* Directions *
Report each line of the material below where the word "headstone" can be found.

* Source data *
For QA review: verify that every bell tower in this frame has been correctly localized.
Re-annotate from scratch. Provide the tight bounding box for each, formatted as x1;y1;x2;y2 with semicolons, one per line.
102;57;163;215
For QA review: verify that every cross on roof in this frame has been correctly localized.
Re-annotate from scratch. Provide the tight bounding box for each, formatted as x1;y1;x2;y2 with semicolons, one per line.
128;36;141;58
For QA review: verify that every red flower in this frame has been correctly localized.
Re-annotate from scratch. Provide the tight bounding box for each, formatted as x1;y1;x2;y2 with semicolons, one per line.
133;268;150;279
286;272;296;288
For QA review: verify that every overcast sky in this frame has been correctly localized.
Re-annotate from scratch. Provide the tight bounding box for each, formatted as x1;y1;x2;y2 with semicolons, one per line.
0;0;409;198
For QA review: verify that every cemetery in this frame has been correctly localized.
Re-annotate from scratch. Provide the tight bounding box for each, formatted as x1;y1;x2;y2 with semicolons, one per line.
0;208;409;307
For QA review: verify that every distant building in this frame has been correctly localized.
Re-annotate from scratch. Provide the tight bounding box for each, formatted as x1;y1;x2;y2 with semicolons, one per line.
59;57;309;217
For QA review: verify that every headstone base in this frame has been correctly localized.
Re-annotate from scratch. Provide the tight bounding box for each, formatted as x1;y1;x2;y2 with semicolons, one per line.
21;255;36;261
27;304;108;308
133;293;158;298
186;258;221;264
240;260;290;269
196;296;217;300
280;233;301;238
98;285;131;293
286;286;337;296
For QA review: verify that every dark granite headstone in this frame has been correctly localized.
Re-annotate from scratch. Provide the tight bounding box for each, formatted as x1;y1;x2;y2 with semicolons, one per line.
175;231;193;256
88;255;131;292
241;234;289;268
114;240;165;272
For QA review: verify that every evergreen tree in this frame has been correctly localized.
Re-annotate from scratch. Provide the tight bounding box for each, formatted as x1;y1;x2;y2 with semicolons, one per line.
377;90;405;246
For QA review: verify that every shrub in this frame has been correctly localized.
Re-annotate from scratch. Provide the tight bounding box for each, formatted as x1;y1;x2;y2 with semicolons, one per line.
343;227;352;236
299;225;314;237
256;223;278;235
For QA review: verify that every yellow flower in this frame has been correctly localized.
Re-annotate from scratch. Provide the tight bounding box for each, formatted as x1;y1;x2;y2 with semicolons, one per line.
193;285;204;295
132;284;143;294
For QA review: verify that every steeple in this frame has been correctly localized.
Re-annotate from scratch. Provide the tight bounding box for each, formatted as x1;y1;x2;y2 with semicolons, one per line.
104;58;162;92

* Task solution *
For QA review: verify that every headstone base in this frame has been correctly localized.
For QA review: verify that every dark granite headstone in this frame has been correctly localized.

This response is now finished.